[Start of section]

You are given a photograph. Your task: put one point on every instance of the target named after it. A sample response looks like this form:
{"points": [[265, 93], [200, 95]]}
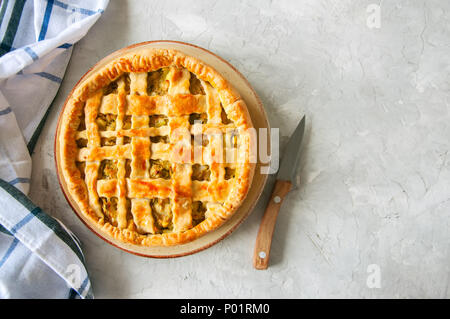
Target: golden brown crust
{"points": [[222, 197]]}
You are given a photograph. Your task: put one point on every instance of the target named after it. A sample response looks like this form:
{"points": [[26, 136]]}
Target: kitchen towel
{"points": [[39, 256]]}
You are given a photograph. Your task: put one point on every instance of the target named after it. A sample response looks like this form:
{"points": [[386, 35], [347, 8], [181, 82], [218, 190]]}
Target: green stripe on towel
{"points": [[13, 24], [49, 221]]}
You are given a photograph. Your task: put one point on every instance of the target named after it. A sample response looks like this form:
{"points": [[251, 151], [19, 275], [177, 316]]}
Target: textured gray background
{"points": [[375, 169]]}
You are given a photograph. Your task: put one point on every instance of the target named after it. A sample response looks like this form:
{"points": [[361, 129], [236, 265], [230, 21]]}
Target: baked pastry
{"points": [[155, 148]]}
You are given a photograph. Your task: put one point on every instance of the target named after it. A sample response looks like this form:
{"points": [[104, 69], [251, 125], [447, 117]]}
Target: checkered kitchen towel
{"points": [[39, 256]]}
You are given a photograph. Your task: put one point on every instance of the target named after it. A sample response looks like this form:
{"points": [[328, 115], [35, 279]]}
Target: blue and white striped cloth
{"points": [[39, 256]]}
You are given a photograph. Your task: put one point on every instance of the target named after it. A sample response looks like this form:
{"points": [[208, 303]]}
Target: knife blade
{"points": [[285, 178], [289, 162]]}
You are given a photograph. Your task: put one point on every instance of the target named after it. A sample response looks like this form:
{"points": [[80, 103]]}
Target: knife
{"points": [[283, 184]]}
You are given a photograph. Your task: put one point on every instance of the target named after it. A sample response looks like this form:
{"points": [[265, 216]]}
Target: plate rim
{"points": [[56, 151]]}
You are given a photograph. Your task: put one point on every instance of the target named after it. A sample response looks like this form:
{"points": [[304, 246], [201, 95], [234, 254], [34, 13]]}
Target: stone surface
{"points": [[375, 173]]}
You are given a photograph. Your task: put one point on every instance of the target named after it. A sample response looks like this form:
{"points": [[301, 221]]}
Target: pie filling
{"points": [[138, 186]]}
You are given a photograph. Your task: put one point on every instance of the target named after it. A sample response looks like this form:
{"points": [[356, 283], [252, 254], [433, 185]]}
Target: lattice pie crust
{"points": [[154, 148]]}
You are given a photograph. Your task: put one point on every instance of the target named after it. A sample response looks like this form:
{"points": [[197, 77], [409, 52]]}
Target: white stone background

[End of section]

What is being asked – Retype every entry above exactly, leaving out the pictures.

Exercise response –
You are given a photograph. Your task: put one point on every instance of the target named after it. A sample response looks like this form:
{"points": [[265, 93], [200, 95]]}
Target: golden brown crust
{"points": [[222, 197]]}
You are given a photograph. Your task: put one point on every instance of the target named after it. A sample response looks like this form:
{"points": [[26, 136]]}
Target: kitchen towel
{"points": [[39, 256]]}
You are given a photograph. Your task: put one point on every instance of the target named after it. A sample response looks like this form:
{"points": [[386, 35], [347, 8], [181, 82], [218, 190]]}
Target: green stripe on towel
{"points": [[13, 24], [49, 221]]}
You are given a photograph. Your task: put one point on every instance of the target named after it. A sample response looks like this form:
{"points": [[251, 151], [19, 275], [177, 316]]}
Target: textured gray background
{"points": [[375, 169]]}
You are given a photograph. Your task: put one point on every instance of the target named after it. A sample response looks like this form:
{"points": [[361, 129], [236, 265], [230, 21]]}
Target: baked pastry
{"points": [[155, 148]]}
You are given a photograph. Your task: put one point on every instance of the target named after it. A sample response looks like this form:
{"points": [[104, 69], [251, 125], [447, 117]]}
Target: checkered kitchen towel
{"points": [[39, 256]]}
You are given a photograph. Your task: put one point on every instance of the target named after it. A sample response looks like this form:
{"points": [[328, 115], [35, 279]]}
Target: blue and white striped cloth
{"points": [[39, 256]]}
You are given a photograph. Your task: put one point on every instance of the target named after it. A sample response looks like this form:
{"points": [[208, 303]]}
Target: knife blade
{"points": [[285, 178], [289, 162]]}
You are given a photograph. Your task: put one point on every instance of the target named after it. A sample response looks like this form:
{"points": [[80, 103]]}
Target: knife
{"points": [[283, 184]]}
You are given a photograph. Your task: put one point on every instance of the target named after it. A sample response looks like this form:
{"points": [[265, 216]]}
Target: plate rim
{"points": [[56, 151]]}
You are given a photograph. Your task: put one point on every instance of the target named after it. A sample response looks like this form:
{"points": [[304, 246], [201, 95], [234, 254], [34, 13]]}
Target: stone surface
{"points": [[375, 173]]}
You are given a photograph. Your task: put one point on every instance of the target named after it. A sample response looks like this form:
{"points": [[301, 221]]}
Target: pie filling
{"points": [[138, 186]]}
You are given a photograph. Your task: put one point on every instance of the target named after it. A sample response looks like this form:
{"points": [[356, 283], [252, 254], [433, 185]]}
Target: lattice pie crust
{"points": [[154, 148]]}
You are given a photograph. Your task: put one point on every instance of the target named after it. A sample response looks like this form:
{"points": [[197, 77], [409, 52]]}
Target: white stone background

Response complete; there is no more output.